- **Passage for review**:
******

Adani Group to Participate in 5G Spectrum Auction to Set Up Private Network
For years they tiptoed around each other but now the groups led by billionaires Mukesh Ambani and Gautam Adani will for the first time be in direct competition when they later this month participate in the auction of airwaves capable of providing fifth generation or 5G telecom services.
But the rivalry between the two politically well-connected Gujarati businessmen will not yet see a full-blown market clash despite overlaps.
On Saturday, Adani group confirmed plans to participate in the July 26 5G spectrum auction but said the airwaves it was seeking was to set up a private network to help digitise its businesses from airports to energy to data centres. This meant no entry into the consumer mobile telephony space, where Ambani’s Reliance Jio is the largest player.
Jio as well as telecom czar Sunil Bharti Mittal’s Bharti Airtel and Vodafone Idea Ltd — the other two dominated telecom companies in the country — have also made applications to participate in the 5G auction, three sources with knowledge of the matter said.
While the three will be bidding to corner spectrum to support a pan-India rollout of 5G voice and data services, Adani will compete to get the same airwaves for private captive networks.
Incidentally, the telecom companies in the run-up for the auction bitterly opposed any direct allocation of spectrum to non-telecom entities for setting up private captive networks as it would severely impact their businesses. They wanted the non-telcos to lease out spectrum from them or they set up private captive networks for them. But the government weighed in favour of private networks.
Adani and Ambani — the nation’s richest — had taken contrasting approaches to business diversification, which in recent months has seen increasing overlap.
While Ambani, 65, expanded from the oil refining and petrochemicals business into consumer facing telecom and retail businesses, Adani diversified from operating ports to producing coal, energy distribution, airports, data centres and more recently into cement and copper.
Adani, 60, has in recent months set up a subsidiary for a foray into petrochemicals — a business that Ambani’s father Dhirubhai began with before its downstream and upstream operations.
Ambani too has announced multi-billion-dollar plans for new energy business, including Giga factories for solar panels, batteries, green hydrogen and fuel cells. Adani, who had previously announced plans to be the world’s largest renewable energy producer by 2030, too has unveiled hydrogen ambitions.
Sources, however, said while there is an overlap in the clean energy space, there is no direct competition between the two. While Adani group is looking to split water using solar power to produce green hydrogen, Ambani’s Reliance is looking at producing hydrogen from natural gas and other hydrocarbons supported by carbon capture and storage.

******

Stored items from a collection
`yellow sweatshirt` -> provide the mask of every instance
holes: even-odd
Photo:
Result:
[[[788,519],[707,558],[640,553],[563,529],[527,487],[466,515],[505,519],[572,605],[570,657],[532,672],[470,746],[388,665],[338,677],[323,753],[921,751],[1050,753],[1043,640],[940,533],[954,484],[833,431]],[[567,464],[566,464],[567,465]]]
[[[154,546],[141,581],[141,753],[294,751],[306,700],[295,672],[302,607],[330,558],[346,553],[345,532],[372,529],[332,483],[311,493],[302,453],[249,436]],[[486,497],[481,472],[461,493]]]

******

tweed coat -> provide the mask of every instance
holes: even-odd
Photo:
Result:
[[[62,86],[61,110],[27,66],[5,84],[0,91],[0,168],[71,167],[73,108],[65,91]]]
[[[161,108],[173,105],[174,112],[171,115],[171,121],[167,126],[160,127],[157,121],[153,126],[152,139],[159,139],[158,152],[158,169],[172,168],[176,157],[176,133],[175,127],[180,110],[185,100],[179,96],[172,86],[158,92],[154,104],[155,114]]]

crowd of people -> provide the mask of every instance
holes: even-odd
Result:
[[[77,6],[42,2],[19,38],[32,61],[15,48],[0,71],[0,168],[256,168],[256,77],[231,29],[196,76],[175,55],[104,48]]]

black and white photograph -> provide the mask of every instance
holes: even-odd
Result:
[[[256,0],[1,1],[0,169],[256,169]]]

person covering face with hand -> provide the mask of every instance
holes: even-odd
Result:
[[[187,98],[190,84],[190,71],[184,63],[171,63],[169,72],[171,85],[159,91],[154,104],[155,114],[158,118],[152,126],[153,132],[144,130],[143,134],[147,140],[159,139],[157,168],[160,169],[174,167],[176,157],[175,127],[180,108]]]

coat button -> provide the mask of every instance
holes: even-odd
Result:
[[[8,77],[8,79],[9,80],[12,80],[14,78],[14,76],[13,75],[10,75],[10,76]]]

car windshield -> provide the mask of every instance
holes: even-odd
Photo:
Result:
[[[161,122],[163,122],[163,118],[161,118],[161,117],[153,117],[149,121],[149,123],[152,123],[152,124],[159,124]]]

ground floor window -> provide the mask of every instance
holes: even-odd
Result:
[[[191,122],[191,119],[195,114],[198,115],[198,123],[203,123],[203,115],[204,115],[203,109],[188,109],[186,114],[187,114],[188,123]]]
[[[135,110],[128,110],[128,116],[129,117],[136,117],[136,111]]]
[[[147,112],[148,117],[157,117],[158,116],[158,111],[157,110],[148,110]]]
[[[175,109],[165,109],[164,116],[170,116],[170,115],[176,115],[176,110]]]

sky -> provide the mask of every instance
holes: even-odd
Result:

******

- **Required action 1**: Turn the paragraph of the 5G auction article that begins "Incidentally, the telecom companies" into a short bulleted list that keeps its main facts.
- **Required action 2**: Please retype the stretch of the 5G auction article from "On Saturday, Adani" through "the matter said.".

- **Task answer 1**:
- Before the auction, the telecom companies strongly opposed any direct allocation of spectrum to non-telecom entities for private captive networks, saying it would severely hurt their businesses.
- They wanted non-telcos to lease spectrum from them, or to have the telecom companies set up the private captive networks.
- The government sided with private networks.

- **Task answer 2**:
On Saturday, Adani group confirmed plans to participate in the July 26 5G spectrum auction but said the airwaves it was seeking was to set up a private network to help digitise its businesses from airports to energy to data centres. This meant no entry into the consumer mobile telephony space, where Ambani’s Reliance Jio is the largest player.
Jio as well as telecom czar Sunil Bharti Mittal’s Bharti Airtel and Vodafone Idea Ltd — the other two dominated telecom companies in the country — have also made applications to participate in the 5G auction, three sources with knowledge of the matter said.